Update everything from the line containing "Request = tag one keypoint per instance of the red" down to the end of the records, replacing "red t-shirt" with "green hoodie" and leaving the rest unchanged.

++++ SUPPLIED DATA

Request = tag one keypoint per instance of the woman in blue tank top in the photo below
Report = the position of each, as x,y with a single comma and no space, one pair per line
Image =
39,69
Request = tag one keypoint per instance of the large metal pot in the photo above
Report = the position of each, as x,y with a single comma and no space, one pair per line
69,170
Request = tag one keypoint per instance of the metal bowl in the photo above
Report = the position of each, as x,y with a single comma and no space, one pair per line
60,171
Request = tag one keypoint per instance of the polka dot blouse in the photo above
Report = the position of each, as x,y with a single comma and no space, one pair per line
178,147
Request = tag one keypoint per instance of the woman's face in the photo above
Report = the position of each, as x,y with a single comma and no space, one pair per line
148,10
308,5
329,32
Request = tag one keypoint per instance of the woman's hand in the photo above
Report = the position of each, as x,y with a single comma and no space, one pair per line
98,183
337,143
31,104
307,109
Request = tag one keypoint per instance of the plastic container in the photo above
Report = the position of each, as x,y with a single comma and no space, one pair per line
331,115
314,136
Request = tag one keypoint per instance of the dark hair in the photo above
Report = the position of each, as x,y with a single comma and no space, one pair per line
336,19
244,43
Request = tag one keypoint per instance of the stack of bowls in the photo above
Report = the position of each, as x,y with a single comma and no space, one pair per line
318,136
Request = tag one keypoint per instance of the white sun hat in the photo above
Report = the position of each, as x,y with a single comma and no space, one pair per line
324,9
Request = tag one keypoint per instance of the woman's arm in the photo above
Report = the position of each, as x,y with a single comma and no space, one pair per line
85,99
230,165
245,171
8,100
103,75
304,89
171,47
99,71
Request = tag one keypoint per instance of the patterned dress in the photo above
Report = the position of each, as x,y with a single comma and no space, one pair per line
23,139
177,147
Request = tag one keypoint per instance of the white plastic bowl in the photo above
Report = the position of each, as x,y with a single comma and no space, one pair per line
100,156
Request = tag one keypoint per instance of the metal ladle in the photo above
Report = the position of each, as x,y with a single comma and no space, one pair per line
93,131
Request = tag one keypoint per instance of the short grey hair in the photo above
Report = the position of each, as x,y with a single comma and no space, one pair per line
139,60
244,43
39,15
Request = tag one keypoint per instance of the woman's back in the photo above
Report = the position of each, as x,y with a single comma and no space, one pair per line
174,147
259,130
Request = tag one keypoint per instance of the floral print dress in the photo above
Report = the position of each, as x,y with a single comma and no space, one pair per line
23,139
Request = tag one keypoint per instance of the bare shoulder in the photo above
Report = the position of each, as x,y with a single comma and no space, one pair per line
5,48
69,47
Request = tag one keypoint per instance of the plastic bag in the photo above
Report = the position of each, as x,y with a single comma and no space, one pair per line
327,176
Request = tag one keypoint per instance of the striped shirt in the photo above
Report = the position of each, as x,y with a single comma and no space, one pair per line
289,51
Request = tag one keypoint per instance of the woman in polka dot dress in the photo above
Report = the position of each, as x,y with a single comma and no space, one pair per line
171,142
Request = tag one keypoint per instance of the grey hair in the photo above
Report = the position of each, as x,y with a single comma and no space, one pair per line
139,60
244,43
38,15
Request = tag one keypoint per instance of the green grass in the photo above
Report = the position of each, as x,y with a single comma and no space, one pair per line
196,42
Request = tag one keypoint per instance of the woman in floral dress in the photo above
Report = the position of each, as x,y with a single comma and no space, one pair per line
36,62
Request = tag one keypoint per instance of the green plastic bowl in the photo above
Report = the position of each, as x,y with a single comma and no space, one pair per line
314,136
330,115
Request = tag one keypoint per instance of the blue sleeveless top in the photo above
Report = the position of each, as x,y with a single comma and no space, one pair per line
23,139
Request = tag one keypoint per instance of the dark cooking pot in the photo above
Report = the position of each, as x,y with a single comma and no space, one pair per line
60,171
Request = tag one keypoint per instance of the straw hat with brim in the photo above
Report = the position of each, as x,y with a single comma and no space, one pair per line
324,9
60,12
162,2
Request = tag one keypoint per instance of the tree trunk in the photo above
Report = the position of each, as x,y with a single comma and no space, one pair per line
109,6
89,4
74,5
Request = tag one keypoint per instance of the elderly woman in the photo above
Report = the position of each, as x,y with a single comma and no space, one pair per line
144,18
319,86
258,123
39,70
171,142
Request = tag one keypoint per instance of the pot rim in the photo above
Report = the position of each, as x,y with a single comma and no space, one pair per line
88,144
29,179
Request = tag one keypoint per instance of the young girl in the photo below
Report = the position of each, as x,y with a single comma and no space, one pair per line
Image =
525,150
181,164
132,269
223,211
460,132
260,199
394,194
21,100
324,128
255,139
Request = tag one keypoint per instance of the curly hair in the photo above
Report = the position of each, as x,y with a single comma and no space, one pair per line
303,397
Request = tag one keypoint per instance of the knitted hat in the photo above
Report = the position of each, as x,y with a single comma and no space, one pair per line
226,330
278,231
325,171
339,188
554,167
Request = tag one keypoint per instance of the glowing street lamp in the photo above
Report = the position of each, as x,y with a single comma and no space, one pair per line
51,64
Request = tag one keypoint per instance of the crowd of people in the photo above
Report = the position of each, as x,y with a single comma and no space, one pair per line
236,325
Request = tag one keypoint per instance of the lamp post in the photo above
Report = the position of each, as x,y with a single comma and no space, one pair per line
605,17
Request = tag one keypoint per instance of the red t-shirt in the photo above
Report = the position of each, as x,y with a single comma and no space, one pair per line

++++++++

OUTPUT FOR THIS TASK:
Request = tag one keypoint per instance of the green hoodie in the photo above
Report = the position of each, as x,y with a single comma and no space, one pair per line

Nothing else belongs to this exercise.